◆ What the task requires ◆
Count the lines in the data entries below that contain the string "positive". Reply with the number only.

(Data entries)

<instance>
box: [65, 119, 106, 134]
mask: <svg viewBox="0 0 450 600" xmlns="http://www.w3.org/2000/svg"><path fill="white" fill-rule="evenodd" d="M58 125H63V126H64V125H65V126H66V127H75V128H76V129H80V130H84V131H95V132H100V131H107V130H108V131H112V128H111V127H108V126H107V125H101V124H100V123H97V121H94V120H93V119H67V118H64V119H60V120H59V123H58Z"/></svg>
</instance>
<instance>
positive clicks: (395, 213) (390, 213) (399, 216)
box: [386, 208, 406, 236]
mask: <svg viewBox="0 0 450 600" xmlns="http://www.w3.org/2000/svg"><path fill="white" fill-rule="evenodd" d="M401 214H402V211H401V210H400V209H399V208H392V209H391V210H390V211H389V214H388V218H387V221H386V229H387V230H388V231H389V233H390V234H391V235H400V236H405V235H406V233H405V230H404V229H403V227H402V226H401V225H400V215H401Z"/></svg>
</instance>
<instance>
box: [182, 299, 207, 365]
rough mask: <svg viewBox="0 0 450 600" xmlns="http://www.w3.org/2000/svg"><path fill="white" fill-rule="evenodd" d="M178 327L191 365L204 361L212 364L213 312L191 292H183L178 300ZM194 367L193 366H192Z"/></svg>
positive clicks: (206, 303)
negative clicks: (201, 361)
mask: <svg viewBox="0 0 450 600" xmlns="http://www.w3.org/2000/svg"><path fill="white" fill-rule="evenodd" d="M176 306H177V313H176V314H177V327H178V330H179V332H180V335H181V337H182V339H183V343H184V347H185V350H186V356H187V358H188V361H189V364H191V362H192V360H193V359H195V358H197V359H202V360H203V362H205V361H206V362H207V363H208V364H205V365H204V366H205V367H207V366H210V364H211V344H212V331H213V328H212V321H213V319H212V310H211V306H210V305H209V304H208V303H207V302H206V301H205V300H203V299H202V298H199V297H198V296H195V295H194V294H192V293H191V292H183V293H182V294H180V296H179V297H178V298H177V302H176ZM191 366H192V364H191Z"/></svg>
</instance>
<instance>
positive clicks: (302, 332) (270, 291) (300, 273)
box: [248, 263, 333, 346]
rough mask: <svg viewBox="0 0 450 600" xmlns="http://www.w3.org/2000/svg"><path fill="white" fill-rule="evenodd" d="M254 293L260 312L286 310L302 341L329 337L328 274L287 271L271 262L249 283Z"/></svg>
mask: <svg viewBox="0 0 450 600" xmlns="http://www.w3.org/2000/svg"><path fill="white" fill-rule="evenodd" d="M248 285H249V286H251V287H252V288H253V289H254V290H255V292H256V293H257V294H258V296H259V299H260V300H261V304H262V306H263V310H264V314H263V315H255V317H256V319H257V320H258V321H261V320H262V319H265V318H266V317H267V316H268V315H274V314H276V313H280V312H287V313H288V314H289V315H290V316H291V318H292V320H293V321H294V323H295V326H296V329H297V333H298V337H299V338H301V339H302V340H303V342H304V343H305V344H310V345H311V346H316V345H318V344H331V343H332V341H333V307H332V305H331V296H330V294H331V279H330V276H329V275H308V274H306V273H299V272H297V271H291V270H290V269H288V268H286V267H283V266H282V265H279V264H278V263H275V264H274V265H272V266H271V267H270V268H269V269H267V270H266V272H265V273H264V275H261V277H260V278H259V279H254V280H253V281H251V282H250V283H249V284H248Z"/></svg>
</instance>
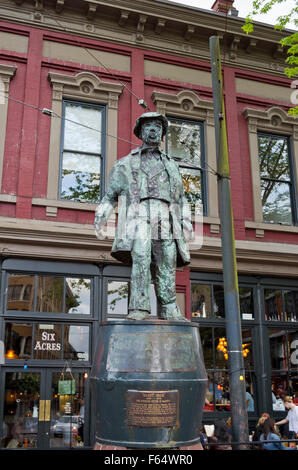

◆ Your solution ◆
3